(Entries taken from a collection)
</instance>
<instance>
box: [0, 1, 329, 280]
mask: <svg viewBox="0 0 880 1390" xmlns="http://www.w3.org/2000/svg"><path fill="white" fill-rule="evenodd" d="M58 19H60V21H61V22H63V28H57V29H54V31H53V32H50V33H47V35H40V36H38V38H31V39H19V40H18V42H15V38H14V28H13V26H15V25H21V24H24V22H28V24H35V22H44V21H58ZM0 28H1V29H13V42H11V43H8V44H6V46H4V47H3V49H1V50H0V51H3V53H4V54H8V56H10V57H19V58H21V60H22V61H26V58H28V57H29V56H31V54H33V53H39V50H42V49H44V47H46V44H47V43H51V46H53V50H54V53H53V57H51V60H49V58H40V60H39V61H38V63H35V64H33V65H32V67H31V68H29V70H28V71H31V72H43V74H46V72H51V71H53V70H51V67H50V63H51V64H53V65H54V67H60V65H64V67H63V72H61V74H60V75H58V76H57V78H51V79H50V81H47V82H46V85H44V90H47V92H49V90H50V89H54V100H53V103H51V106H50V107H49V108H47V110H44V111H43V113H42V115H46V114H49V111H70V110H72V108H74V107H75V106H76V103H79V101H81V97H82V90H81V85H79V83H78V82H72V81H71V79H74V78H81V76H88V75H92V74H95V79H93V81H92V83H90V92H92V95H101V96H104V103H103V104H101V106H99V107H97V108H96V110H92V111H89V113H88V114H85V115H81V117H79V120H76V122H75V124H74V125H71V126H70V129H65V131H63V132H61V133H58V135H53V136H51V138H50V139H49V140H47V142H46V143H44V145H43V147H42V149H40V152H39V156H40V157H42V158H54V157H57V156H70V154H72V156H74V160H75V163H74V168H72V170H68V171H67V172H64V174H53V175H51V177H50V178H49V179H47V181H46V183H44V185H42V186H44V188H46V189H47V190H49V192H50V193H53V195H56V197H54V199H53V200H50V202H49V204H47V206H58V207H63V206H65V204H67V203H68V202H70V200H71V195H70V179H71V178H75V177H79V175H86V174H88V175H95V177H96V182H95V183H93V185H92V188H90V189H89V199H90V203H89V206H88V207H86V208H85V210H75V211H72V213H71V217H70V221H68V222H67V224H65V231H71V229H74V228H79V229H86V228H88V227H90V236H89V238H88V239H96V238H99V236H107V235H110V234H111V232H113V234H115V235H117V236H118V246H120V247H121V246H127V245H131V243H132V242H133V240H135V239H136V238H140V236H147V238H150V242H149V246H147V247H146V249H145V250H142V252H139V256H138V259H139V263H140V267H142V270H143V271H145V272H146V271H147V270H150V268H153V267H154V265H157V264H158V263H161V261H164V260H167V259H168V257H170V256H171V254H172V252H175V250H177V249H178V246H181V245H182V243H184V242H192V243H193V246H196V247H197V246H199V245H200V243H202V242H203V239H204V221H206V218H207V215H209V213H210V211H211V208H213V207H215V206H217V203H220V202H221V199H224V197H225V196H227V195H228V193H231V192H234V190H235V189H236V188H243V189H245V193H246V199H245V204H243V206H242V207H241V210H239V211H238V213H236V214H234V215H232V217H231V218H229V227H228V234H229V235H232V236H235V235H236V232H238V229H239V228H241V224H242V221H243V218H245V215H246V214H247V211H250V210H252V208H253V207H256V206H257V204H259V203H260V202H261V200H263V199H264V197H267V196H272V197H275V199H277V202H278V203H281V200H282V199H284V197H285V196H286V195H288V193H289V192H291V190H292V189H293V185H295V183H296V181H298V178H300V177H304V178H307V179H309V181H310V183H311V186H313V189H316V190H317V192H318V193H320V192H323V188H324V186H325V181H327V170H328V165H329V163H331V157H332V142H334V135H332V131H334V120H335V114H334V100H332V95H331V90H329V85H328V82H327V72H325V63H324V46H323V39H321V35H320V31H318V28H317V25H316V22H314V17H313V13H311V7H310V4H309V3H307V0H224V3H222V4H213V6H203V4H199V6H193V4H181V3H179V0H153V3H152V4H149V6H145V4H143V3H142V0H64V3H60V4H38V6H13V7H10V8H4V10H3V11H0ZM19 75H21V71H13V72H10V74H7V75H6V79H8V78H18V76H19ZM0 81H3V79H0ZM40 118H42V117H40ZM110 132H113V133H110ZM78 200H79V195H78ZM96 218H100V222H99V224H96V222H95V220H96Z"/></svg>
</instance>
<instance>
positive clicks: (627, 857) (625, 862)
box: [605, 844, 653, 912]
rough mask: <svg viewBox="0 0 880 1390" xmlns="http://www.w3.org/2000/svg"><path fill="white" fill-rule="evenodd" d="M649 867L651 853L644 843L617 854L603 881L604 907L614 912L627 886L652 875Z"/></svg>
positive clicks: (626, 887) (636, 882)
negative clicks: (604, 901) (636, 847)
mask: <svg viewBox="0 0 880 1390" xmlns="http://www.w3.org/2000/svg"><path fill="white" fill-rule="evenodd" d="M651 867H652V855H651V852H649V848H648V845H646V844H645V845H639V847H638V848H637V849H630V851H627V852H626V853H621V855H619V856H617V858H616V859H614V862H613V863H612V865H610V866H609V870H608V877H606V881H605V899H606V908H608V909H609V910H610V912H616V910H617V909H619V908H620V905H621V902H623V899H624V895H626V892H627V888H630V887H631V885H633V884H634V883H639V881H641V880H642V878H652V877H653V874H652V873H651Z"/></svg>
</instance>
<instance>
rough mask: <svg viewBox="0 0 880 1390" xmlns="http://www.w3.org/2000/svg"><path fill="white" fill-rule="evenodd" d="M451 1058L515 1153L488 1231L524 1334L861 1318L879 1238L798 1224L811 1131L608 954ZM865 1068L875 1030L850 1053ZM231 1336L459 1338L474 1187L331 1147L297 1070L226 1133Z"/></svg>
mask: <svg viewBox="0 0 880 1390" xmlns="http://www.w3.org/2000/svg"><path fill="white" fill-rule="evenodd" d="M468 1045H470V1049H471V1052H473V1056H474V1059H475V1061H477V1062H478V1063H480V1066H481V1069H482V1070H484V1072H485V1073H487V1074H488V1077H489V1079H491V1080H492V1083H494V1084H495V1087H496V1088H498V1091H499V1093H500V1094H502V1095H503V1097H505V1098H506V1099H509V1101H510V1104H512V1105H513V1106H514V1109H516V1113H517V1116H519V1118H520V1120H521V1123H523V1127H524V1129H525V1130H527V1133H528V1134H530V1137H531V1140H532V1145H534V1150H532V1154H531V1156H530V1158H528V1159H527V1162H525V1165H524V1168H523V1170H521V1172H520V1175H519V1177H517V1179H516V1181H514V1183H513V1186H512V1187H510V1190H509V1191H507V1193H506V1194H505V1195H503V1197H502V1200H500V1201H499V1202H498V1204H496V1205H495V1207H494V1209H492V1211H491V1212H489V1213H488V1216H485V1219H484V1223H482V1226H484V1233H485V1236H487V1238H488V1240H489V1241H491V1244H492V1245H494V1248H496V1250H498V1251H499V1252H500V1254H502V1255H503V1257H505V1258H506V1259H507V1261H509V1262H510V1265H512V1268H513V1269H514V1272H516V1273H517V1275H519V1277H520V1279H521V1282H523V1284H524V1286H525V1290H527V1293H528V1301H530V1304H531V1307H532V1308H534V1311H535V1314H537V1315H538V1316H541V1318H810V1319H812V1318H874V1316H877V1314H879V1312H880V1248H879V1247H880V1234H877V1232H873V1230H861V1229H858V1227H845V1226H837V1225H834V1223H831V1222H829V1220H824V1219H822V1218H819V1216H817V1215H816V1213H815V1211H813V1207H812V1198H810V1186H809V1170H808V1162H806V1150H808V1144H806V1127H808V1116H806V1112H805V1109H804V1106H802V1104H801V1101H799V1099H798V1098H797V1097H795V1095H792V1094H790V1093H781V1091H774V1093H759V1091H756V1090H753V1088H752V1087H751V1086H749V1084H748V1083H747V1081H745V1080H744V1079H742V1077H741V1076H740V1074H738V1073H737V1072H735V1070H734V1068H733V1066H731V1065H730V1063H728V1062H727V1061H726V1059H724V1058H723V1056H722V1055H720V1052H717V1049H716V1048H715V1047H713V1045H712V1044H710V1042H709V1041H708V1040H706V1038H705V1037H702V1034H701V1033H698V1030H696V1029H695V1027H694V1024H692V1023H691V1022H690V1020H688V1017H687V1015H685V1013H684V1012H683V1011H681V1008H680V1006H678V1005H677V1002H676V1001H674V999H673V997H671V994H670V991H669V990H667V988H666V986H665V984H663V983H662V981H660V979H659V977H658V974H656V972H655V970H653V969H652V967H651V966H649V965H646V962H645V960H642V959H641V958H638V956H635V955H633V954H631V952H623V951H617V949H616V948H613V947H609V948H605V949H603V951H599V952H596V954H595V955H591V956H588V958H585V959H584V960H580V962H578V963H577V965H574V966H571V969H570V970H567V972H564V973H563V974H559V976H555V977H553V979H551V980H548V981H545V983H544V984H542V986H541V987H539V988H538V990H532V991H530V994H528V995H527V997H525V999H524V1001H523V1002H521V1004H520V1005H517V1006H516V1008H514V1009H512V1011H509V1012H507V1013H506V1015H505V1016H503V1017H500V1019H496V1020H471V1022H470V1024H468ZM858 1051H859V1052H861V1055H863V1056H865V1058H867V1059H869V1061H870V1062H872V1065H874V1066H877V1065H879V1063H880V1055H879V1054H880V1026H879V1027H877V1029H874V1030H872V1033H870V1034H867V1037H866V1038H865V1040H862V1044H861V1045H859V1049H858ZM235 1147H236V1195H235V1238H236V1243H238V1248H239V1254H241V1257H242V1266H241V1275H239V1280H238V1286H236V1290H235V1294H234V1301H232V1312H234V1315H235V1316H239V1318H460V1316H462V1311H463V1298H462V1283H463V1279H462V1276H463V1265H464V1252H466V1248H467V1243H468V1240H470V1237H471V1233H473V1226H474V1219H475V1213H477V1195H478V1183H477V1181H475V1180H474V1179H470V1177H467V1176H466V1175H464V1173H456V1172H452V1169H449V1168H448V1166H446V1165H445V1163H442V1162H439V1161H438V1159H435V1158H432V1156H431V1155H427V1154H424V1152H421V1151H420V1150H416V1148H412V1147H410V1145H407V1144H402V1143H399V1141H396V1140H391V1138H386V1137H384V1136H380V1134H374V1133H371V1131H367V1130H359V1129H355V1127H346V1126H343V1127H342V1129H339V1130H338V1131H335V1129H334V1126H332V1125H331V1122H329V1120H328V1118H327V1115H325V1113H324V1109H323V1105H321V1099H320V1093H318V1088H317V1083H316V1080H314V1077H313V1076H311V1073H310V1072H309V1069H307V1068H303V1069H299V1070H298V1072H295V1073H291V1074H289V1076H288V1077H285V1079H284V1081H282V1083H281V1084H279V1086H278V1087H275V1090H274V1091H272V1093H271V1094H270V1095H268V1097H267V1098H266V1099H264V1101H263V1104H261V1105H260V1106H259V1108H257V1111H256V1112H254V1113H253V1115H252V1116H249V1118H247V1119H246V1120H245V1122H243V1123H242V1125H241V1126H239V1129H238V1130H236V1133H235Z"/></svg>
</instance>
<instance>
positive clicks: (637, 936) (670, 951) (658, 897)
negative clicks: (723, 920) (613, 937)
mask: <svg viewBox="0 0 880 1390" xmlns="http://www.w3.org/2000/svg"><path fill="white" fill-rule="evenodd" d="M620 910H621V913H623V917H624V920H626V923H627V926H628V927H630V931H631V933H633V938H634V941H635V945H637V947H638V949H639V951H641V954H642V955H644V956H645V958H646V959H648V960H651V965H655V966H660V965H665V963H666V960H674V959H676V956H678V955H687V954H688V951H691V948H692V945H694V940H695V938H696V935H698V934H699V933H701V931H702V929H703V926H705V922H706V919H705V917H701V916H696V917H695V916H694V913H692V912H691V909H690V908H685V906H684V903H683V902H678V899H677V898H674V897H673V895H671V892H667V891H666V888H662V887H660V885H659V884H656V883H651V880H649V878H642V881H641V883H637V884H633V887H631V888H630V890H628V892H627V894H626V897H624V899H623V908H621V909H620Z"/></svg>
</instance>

WORK TO COMPLETE:
Collect the complete line wherever the string "negative" appears in the records.

ANSWER FOR THE TASK:
negative clicks: (604, 901) (636, 847)
negative clicks: (723, 920) (613, 937)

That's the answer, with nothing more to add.